DIRECTIONS.
When you reach the line with "negative clicks: (761, 388)" in the data below, begin printing lines exactly, and stop once the line with "13L21 495L715 510L784" has been printed.
<<<<
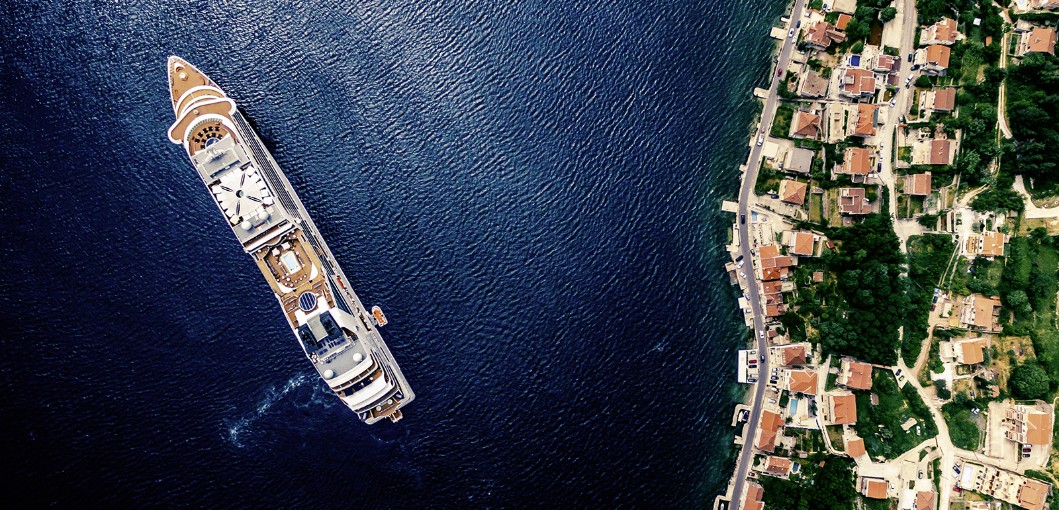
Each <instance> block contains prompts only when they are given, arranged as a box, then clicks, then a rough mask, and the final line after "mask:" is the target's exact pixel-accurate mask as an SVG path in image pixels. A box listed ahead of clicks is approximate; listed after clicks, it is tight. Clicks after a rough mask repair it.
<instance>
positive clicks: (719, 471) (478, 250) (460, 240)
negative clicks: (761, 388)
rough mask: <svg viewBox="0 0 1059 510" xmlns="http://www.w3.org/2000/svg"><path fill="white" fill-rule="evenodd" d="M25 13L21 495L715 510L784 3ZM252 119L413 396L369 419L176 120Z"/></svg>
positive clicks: (132, 506) (12, 201)
mask: <svg viewBox="0 0 1059 510" xmlns="http://www.w3.org/2000/svg"><path fill="white" fill-rule="evenodd" d="M334 3H336V4H338V5H331V6H324V5H318V4H317V2H304V4H303V3H289V2H250V1H240V2H225V1H173V0H166V1H162V0H152V1H146V2H132V1H110V2H103V1H94V2H88V1H52V2H37V1H5V2H2V4H0V12H2V16H0V18H2V22H3V23H2V26H3V29H2V30H0V41H2V54H0V116H2V121H0V220H2V222H0V224H2V229H3V232H2V236H0V257H2V258H0V259H2V270H0V343H2V346H0V347H2V352H3V353H2V356H0V383H2V385H0V420H2V421H0V437H2V439H0V444H2V445H0V465H2V468H0V471H2V473H0V474H2V476H0V488H2V489H3V491H4V492H3V494H4V495H3V496H2V498H3V499H4V500H6V502H7V503H6V504H5V505H4V507H6V508H13V507H12V505H13V504H14V503H18V502H21V503H20V504H19V505H16V507H21V506H26V507H34V508H41V507H53V506H54V507H62V508H66V507H82V508H84V507H89V508H100V507H103V508H144V507H147V508H159V507H161V508H168V507H208V508H258V507H265V508H367V509H373V508H379V509H382V508H527V507H531V508H541V507H545V508H546V507H553V508H554V507H561V508H620V507H628V508H701V507H703V506H705V505H708V504H710V503H711V502H712V499H713V497H714V495H715V494H716V493H718V492H719V491H720V490H721V489H722V487H723V484H724V481H725V478H726V476H728V474H729V472H728V470H729V469H730V462H731V458H730V451H731V448H730V444H731V441H732V429H731V427H730V426H729V421H730V419H731V412H732V402H733V399H735V398H739V396H740V395H741V394H740V393H739V390H738V389H737V388H735V387H734V385H733V382H732V381H733V379H734V378H733V367H734V363H733V357H732V354H733V351H734V350H735V349H736V348H737V347H738V346H739V344H740V340H741V339H743V338H746V334H747V333H746V331H744V330H743V329H742V328H741V327H740V325H739V324H738V322H737V318H738V316H737V311H736V308H735V299H734V295H735V291H734V290H733V289H732V288H731V287H730V286H729V285H728V281H726V277H725V276H724V274H723V271H722V263H723V257H722V255H723V249H722V247H723V244H724V242H725V241H726V230H728V229H729V226H730V224H731V220H732V218H731V217H726V216H725V215H723V214H722V213H720V212H719V206H720V201H721V200H722V199H724V198H730V197H734V196H735V193H736V188H737V186H738V182H737V179H738V169H737V166H738V164H739V162H740V160H741V159H742V158H744V157H746V153H747V147H746V141H747V138H748V134H747V133H748V126H749V125H750V122H751V120H752V116H753V114H754V104H753V102H752V99H751V96H750V91H751V88H752V87H754V86H755V85H760V84H761V83H764V81H765V79H766V78H767V75H768V72H769V71H768V67H769V60H770V51H771V48H772V47H771V43H770V42H769V41H768V40H766V38H765V34H767V31H768V26H769V24H770V23H771V22H773V21H774V20H775V18H776V17H777V16H779V14H780V13H782V11H783V8H784V5H783V4H782V3H780V2H766V1H764V0H755V1H753V2H751V3H749V4H748V3H747V2H739V1H734V0H697V1H692V2H657V3H650V2H642V1H628V0H614V1H604V2H584V1H553V2H535V1H527V2H482V1H468V0H462V1H460V0H457V1H420V0H395V1H392V2H379V1H356V2H334ZM170 54H175V55H180V56H182V57H184V58H186V59H187V60H189V61H191V62H192V63H194V65H196V66H197V67H199V68H200V69H201V70H202V71H204V72H205V73H208V74H209V75H210V76H211V77H212V78H213V79H214V80H216V81H217V83H218V84H220V86H221V87H222V88H223V89H225V90H226V92H227V93H228V94H229V95H230V96H231V97H233V98H234V99H235V101H236V102H237V103H238V104H239V105H240V107H241V109H243V110H244V112H245V113H246V115H247V116H248V117H249V119H250V120H251V121H252V122H253V124H254V125H255V126H256V128H257V131H258V133H259V134H261V136H262V139H263V140H264V141H265V143H266V144H267V145H268V146H269V147H270V148H271V150H272V152H273V154H274V157H275V159H276V161H279V163H280V164H281V166H282V167H283V168H284V170H285V171H286V174H287V176H288V177H289V179H290V181H291V182H292V184H293V186H294V187H295V189H297V190H298V192H299V194H300V195H301V197H302V199H303V201H304V202H305V204H306V207H307V208H308V211H309V213H310V214H311V215H312V216H313V218H315V219H316V222H317V224H318V226H319V227H320V230H321V231H322V234H323V235H324V236H325V237H326V239H327V240H328V243H329V244H330V247H331V248H333V250H334V252H335V255H336V257H337V259H338V260H339V261H340V263H342V266H343V267H344V268H345V272H346V273H347V274H348V275H349V276H351V278H353V279H354V281H353V284H354V287H355V288H356V290H357V292H358V293H359V295H360V296H361V298H362V299H363V300H364V303H365V304H367V305H369V306H371V305H380V306H382V307H383V308H384V309H385V311H387V314H388V316H389V318H390V321H391V325H390V326H388V327H387V328H384V330H383V336H384V338H385V339H387V341H388V343H389V345H390V346H391V349H392V351H393V353H394V357H395V358H396V359H397V361H398V362H399V363H400V365H401V367H402V368H403V371H405V374H406V375H407V377H408V379H409V381H410V382H411V384H412V385H413V387H414V389H415V393H416V395H417V398H416V400H415V402H413V403H412V404H411V405H409V406H408V407H406V408H405V415H406V418H405V419H403V420H402V421H400V422H399V423H397V424H389V423H388V424H380V425H376V426H366V425H364V424H362V423H360V422H359V421H358V420H357V419H356V418H355V416H354V415H353V414H352V413H351V412H348V411H347V409H346V408H345V407H344V406H343V405H341V404H340V403H339V402H338V400H337V399H336V398H335V397H333V396H331V395H330V394H329V393H328V391H327V390H326V389H325V387H324V385H323V383H322V382H321V381H320V380H319V379H318V378H317V377H316V376H315V372H313V371H312V370H311V367H310V365H309V363H308V361H307V360H306V359H305V358H304V356H303V354H302V352H301V350H300V349H299V347H298V345H297V343H295V340H294V338H293V335H292V334H291V332H290V330H289V329H288V327H287V325H286V323H285V322H284V318H283V315H282V313H281V312H280V310H279V306H277V304H276V303H275V299H274V298H273V297H272V296H271V294H270V292H269V288H268V286H267V285H266V283H265V281H264V279H263V278H262V275H261V274H259V273H258V271H257V269H256V268H255V267H254V265H253V263H252V261H251V260H250V258H249V257H248V256H247V255H246V254H244V253H243V251H241V250H240V248H239V244H238V243H237V242H236V240H235V237H234V236H233V234H232V232H231V231H230V230H229V227H228V226H227V224H226V222H225V221H223V219H222V218H221V215H220V213H219V212H218V211H217V207H216V205H215V204H214V203H213V202H212V201H211V199H210V196H209V194H208V193H207V190H205V188H204V186H202V183H201V182H200V181H199V179H198V178H197V177H196V175H195V172H194V170H193V168H192V166H191V163H190V162H189V161H187V158H186V157H185V156H184V153H183V152H182V150H181V148H180V147H178V146H175V145H170V144H169V143H168V142H167V140H166V138H165V131H166V129H167V127H168V126H169V124H170V123H172V122H173V110H172V107H170V104H169V97H168V91H167V87H166V77H165V61H166V57H167V56H168V55H170Z"/></svg>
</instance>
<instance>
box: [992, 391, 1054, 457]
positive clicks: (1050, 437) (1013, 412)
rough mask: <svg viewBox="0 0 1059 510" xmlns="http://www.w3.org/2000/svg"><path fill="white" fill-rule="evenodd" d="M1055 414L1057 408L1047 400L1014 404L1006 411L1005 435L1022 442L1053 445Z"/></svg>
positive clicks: (1030, 443)
mask: <svg viewBox="0 0 1059 510" xmlns="http://www.w3.org/2000/svg"><path fill="white" fill-rule="evenodd" d="M1054 416H1055V408H1054V407H1053V406H1052V404H1048V403H1046V402H1042V401H1038V403H1037V404H1036V405H1023V404H1012V405H1010V406H1008V408H1007V409H1006V411H1005V412H1004V422H1003V425H1004V429H1005V431H1004V437H1006V438H1007V439H1008V440H1010V441H1015V442H1018V443H1020V444H1034V445H1042V447H1043V445H1047V447H1051V445H1052V427H1053V426H1054V425H1055V423H1054Z"/></svg>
>>>>
REPLY.
negative clicks: (761, 388)
rough mask: <svg viewBox="0 0 1059 510" xmlns="http://www.w3.org/2000/svg"><path fill="white" fill-rule="evenodd" d="M25 13L21 495L715 510L784 3ZM252 119L413 396L369 419L176 120Z"/></svg>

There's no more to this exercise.